** Opening Supplied material block **
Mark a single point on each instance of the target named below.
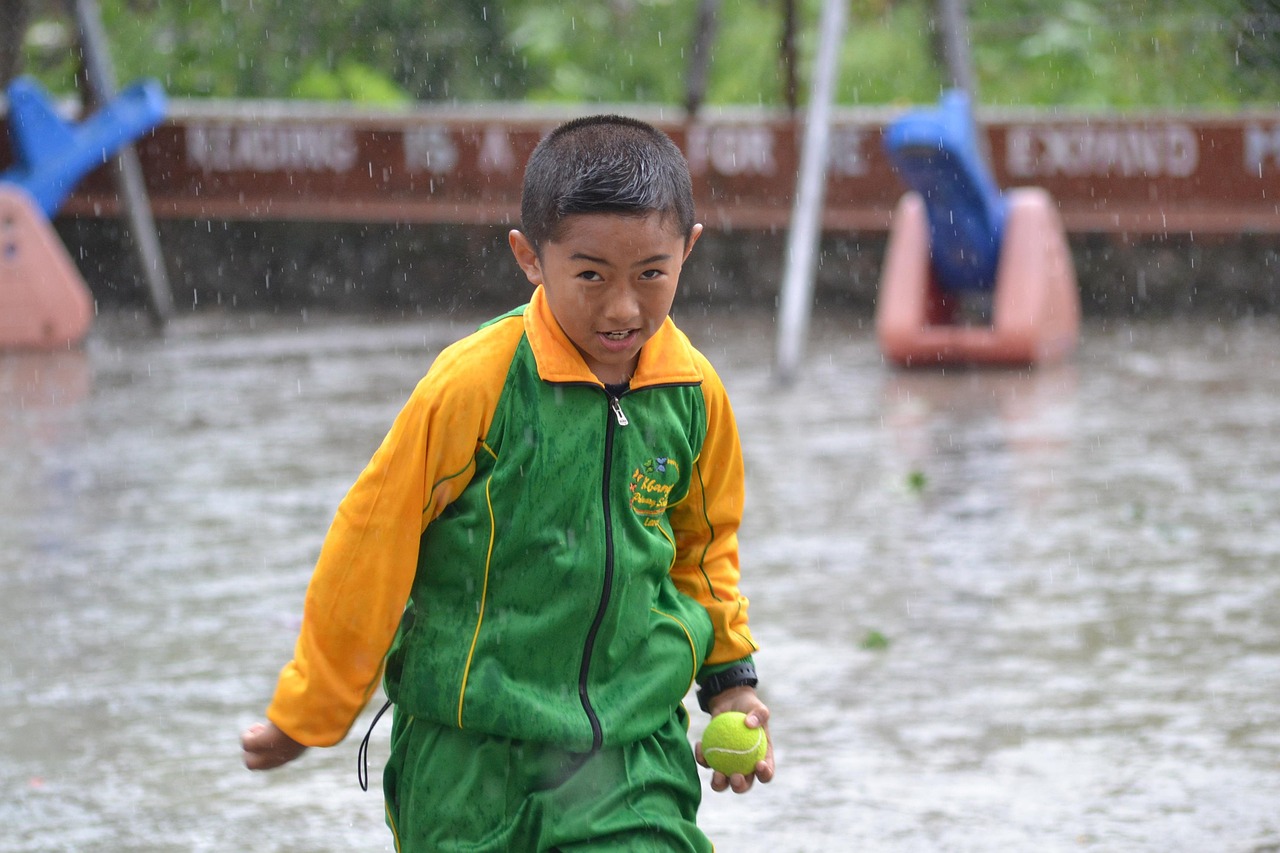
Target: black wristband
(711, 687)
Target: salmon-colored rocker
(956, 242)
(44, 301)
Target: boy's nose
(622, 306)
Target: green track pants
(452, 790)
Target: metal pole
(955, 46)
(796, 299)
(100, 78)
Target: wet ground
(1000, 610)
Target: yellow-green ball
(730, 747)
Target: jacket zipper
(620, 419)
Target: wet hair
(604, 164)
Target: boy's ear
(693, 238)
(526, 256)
** Closing Supplied material block **
** Opening Supplied material block **
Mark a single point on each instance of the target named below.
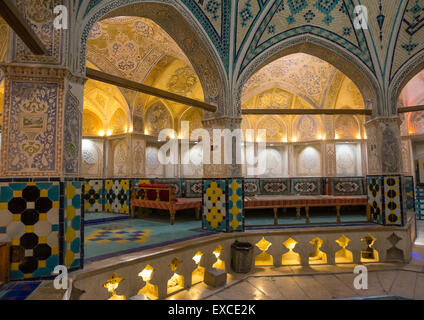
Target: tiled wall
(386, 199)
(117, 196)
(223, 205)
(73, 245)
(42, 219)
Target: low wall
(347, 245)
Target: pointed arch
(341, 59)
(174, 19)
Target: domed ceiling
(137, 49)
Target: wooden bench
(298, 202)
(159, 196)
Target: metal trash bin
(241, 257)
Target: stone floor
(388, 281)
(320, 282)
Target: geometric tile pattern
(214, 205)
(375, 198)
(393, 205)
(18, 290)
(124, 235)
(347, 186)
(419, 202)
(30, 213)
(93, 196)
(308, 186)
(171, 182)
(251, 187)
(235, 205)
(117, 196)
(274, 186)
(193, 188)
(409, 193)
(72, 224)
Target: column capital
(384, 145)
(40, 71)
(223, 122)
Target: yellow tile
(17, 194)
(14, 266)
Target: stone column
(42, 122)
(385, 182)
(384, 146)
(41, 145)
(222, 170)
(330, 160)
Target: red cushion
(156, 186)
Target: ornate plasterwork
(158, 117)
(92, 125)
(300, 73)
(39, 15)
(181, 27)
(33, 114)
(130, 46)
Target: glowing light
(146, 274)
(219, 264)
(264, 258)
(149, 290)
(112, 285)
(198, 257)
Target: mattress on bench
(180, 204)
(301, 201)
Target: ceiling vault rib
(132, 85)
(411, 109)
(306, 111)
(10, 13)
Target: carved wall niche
** Closing Supplied material block **
** Opening Supplied material block **
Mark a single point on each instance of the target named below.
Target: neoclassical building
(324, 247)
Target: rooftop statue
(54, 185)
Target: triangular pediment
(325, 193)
** Closing Supplied material block **
Work request:
Among the entries above, find the line with "Target: stone column" and the line with "Target: carved wall niche"; give again exactly these two lines and all lines between them.

Your response:
Target: stone column
(42, 122)
(385, 182)
(384, 146)
(41, 145)
(222, 170)
(330, 160)
Target: red cushion
(156, 186)
Target: ornate plasterwork
(158, 117)
(92, 125)
(300, 73)
(39, 15)
(181, 27)
(33, 114)
(130, 46)
Target: glowing light
(146, 274)
(219, 264)
(264, 258)
(149, 290)
(112, 285)
(198, 257)
Target: mattress on bench
(180, 204)
(301, 201)
Target: ceiling vault rib
(132, 85)
(411, 109)
(306, 111)
(10, 13)
Target: carved wall niche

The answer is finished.